- Page excerpt
Dusk was falling rapidly, but not due to the sun setting. There was a bank of clouds (or maybe smoke) at the horizon that was hiding the sun before it had a chance to set. I took some satisfaction that I wasn’t still back on US89 right now.
I rode into Great Falls and easily found the hotel.
Post ride
I checked in and got a few suggestions for dinner establishments that would still be open after 9pm. One suggestion was a Mexican restaurant about a mile away.
I arrived and noted that I was one of three vehicles in the parking lot. I hoped that they were still open.
There were, but just barely. They didn’t close for another 40 minutes, but they were already behaving like they couldn’t wait for closing time to come. I asked for a table.
A pleasantly conversational waitress told me to pick any clean table I wanted, then she glanced around and saw that there were no clean tables that were empty. She offered to wipe one down. She had bright teal green hair that matched her bright teal green shorts.
I sat down at the booth and sat my helmet, jacket, and gloves on the seat instead of the still-damp table.
She asked for a drink order. I glanced behind the bar. The bartender furiously cleaning classes looked barely old enough to drink, much less serve. To stall, I asked the waitress if the hair color accessorized the shorts or vice versa. She answered like I was her best friend and asked her religious beliefs. It was amusing. I eventually ordered a golden margarita, dismayed that I needed to explain that gold indicates that they should use a dark tequila.
While perusing the menu, I realize that I’m not in my usual Mexican food hunting grounds. Further south in the western states, nearly any non-chain Mexican restaurant will serve good food. I was nearly to the Canadian border.
What was I thinking?
I’m tired. I don’t care. I need solid food. I want a drink. It doesn’t have to be five-star.
The margarita arrives. I think there’s some tequila in it. I don’t care. It’s wet.
I order Krab Enchiladas. They arrive quickly. They taste OK. The side of rice is covered in cheese that tastes like the cheese in Macaroni and Cheese mixes. In the last 48 hours, I’ve consumed half a waffle, one bowl of Raman noodles, two bottles of Gatorade and lots of water. This meal OK but far from great. It’s sustenance, so I don’t care.

- Information
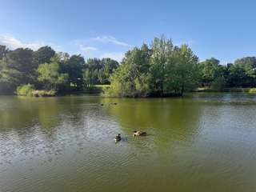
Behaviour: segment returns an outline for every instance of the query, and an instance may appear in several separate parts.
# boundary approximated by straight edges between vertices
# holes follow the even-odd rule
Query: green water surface
[[[0,97],[1,192],[255,190],[256,94]]]

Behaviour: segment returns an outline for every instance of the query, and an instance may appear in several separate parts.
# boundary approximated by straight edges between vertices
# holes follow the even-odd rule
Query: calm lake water
[[[118,190],[255,191],[256,94],[0,97],[1,192]]]

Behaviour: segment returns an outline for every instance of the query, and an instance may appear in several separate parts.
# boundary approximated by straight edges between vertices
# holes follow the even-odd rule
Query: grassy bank
[[[256,93],[255,87],[229,87],[224,88],[223,90],[214,90],[209,87],[198,87],[196,92],[238,92],[238,93]]]

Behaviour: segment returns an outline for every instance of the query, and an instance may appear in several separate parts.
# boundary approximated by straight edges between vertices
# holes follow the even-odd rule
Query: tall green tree
[[[37,68],[40,64],[49,63],[55,51],[50,46],[42,46],[33,53],[33,65]]]
[[[82,69],[85,59],[80,54],[72,55],[67,61],[67,73],[70,84],[73,84],[76,90],[82,87]]]
[[[38,73],[38,80],[43,83],[45,90],[62,92],[68,86],[69,75],[60,73],[60,65],[56,58],[51,59],[50,63],[40,64]]]
[[[178,94],[193,90],[199,78],[198,58],[187,45],[175,47],[166,65],[164,79],[165,94]]]

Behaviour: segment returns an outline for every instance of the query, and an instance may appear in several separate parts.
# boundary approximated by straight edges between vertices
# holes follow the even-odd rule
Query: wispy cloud
[[[60,50],[59,46],[54,43],[45,43],[40,41],[26,42],[22,42],[10,34],[0,34],[0,45],[7,46],[9,49],[14,50],[17,48],[30,48],[33,50],[39,49],[41,46],[50,46],[57,50]]]
[[[176,43],[174,43],[174,46],[180,46],[182,44],[186,44],[186,45],[189,45],[189,46],[192,46],[192,45],[195,44],[196,42],[197,42],[194,41],[194,40],[188,40],[188,41],[176,42]]]
[[[92,52],[92,51],[95,51],[97,50],[97,48],[94,47],[94,46],[85,46],[84,45],[78,45],[79,46],[79,49],[81,51],[84,52],[84,53],[89,53],[89,52]]]
[[[4,45],[12,50],[19,47],[38,50],[40,46],[44,46],[44,43],[41,42],[24,42],[15,38],[10,34],[0,34],[0,44]]]
[[[100,42],[113,43],[122,46],[130,46],[128,43],[121,42],[113,36],[99,36],[96,38],[92,38],[91,39]]]
[[[105,53],[102,54],[100,57],[102,58],[110,58],[112,59],[114,59],[118,62],[122,62],[122,58],[124,58],[125,54],[123,52],[112,52],[112,53]]]

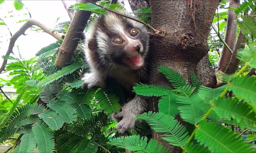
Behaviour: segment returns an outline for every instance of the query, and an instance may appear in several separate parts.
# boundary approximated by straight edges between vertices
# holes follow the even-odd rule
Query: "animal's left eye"
[[[138,30],[136,29],[130,29],[128,31],[128,32],[131,36],[134,37],[137,35],[139,33]]]

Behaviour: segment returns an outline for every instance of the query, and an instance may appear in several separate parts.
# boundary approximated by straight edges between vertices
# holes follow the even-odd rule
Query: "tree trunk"
[[[150,0],[152,27],[166,33],[164,37],[153,36],[151,39],[150,84],[170,86],[157,71],[157,67],[161,65],[178,72],[190,82],[190,74],[195,72],[198,62],[207,53],[207,37],[219,2]],[[150,99],[150,110],[157,111],[158,100],[156,98]],[[180,151],[177,148],[171,148],[157,133],[153,132],[152,135],[173,152]]]

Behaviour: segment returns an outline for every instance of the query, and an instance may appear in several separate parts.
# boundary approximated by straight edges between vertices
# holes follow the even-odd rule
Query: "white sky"
[[[128,12],[131,10],[128,1],[124,1],[125,8]],[[74,4],[76,1],[74,0],[66,0],[69,5]],[[0,4],[0,18],[3,20],[13,35],[25,22],[17,23],[20,20],[29,18],[28,11],[24,7],[19,11],[17,11],[13,5],[14,1],[5,0]],[[58,0],[23,0],[22,2],[29,11],[32,17],[49,27],[52,28],[56,24],[57,19],[59,17],[57,23],[70,20],[62,2]],[[12,11],[12,12],[8,13]],[[13,17],[10,17],[11,16]],[[0,20],[0,22],[2,21]],[[35,56],[36,53],[42,48],[56,41],[54,38],[43,32],[38,32],[28,29],[25,32],[26,36],[20,37],[15,43],[13,51],[18,57],[19,56],[18,49],[22,57],[28,59]],[[0,66],[2,66],[3,59],[2,56],[5,55],[8,49],[11,36],[6,26],[0,25]],[[18,46],[18,48],[17,47]],[[11,54],[11,55],[13,56]],[[10,62],[10,60],[8,60]],[[6,78],[8,73],[0,74],[0,77]]]

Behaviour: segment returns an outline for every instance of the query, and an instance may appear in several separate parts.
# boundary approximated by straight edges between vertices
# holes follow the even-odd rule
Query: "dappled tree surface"
[[[88,71],[83,53],[88,26],[122,3],[69,6],[63,0],[71,21],[51,29],[29,15],[11,33],[0,68],[10,78],[0,82],[0,143],[12,152],[253,152],[256,2],[129,1],[150,39],[149,84],[133,87],[149,97],[148,111],[136,117],[141,121],[136,129],[122,136],[114,128],[111,116],[126,102],[114,80],[89,89],[80,80]],[[33,26],[56,42],[28,60],[13,56],[15,41]],[[12,85],[18,95],[10,98],[3,87]]]

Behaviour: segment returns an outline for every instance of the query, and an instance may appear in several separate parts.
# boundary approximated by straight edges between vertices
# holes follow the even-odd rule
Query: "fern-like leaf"
[[[38,83],[37,86],[40,87],[49,84],[64,76],[72,73],[81,67],[84,67],[85,65],[84,63],[81,62],[74,63],[64,67],[39,82]]]
[[[60,46],[60,44],[57,43],[50,44],[49,46],[44,47],[40,50],[36,54],[36,56],[38,56],[41,54],[51,50],[54,50]]]
[[[158,70],[165,76],[174,88],[177,89],[180,86],[182,86],[186,84],[186,81],[179,72],[164,66],[158,67]]]
[[[33,152],[36,147],[36,141],[33,134],[25,134],[22,138],[18,152]]]
[[[42,121],[35,124],[32,130],[40,152],[53,152],[54,148],[54,136],[49,127]]]
[[[170,89],[167,87],[159,87],[155,86],[147,85],[143,83],[136,84],[133,89],[137,95],[144,96],[162,96],[171,94],[173,94]]]
[[[212,89],[209,87],[201,86],[198,90],[198,96],[207,102],[209,102],[219,97],[227,85]]]
[[[83,120],[91,118],[91,110],[88,106],[83,104],[74,104],[71,106],[76,109],[78,115]]]
[[[20,100],[21,100],[21,98],[22,98],[22,96],[24,94],[24,93],[25,91],[23,91],[18,96],[16,99],[16,100],[13,103],[13,104],[12,106],[12,108],[11,108],[9,112],[7,113],[7,115],[4,116],[4,118],[1,119],[2,122],[0,123],[0,131],[1,131],[3,127],[6,124],[10,119],[11,116],[13,115],[13,113],[14,112],[17,106],[18,106],[18,104],[19,104],[19,102],[20,101]]]
[[[177,95],[176,100],[181,104],[178,109],[182,119],[193,124],[201,121],[204,114],[201,108],[203,102],[197,94],[190,97]]]
[[[178,106],[175,95],[170,94],[161,97],[158,101],[158,110],[165,114],[175,116],[178,113]]]
[[[156,141],[151,139],[147,144],[147,141],[146,137],[140,138],[139,136],[132,136],[113,139],[108,144],[139,152],[169,152],[161,145],[158,144]]]
[[[193,142],[187,145],[185,147],[185,151],[187,153],[207,153],[211,152],[208,149],[199,144],[194,144]]]
[[[52,110],[58,113],[64,121],[68,124],[73,124],[76,121],[77,115],[74,109],[69,105],[62,101],[53,101],[47,104]]]
[[[193,73],[191,75],[190,79],[192,85],[195,87],[194,92],[196,93],[197,92],[199,87],[200,87],[200,83],[199,83],[199,81],[198,81],[197,77],[197,76],[194,73]]]
[[[51,110],[44,111],[38,115],[38,117],[41,118],[50,128],[57,130],[62,126],[64,121],[57,113]]]
[[[228,85],[228,89],[236,95],[256,104],[256,78],[250,76],[236,78]]]
[[[212,152],[252,152],[252,146],[238,136],[236,133],[221,125],[202,122],[195,138]]]
[[[220,117],[233,117],[242,129],[256,124],[256,113],[247,103],[228,98],[216,101],[214,104],[213,110]]]
[[[120,107],[118,102],[119,100],[115,95],[107,94],[100,90],[97,92],[95,97],[100,107],[104,109],[105,113],[112,115],[113,113],[119,112]]]
[[[157,132],[167,133],[161,137],[172,145],[184,146],[188,138],[186,128],[172,116],[150,111],[139,115],[136,118],[145,120]]]

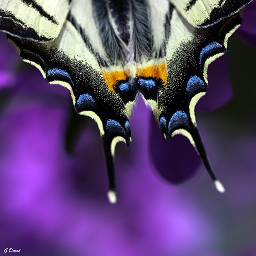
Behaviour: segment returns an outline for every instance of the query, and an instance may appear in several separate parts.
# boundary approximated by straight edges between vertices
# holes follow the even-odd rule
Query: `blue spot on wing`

- Exercise aim
Transcribe the passage from the ride account, starting with "A pleasantly conversational" and going on through "the still-damp table.".

- Output of the exercise
A pleasantly conversational waitress told me to pick any clean table I wanted, then she glanced around and saw that there were no clean tables that were empty. She offered to wipe one down. She had bright teal green hair that matched her bright teal green shorts.
I sat down at the booth and sat my helmet, jacket, and gloves on the seat instead of the still-damp table.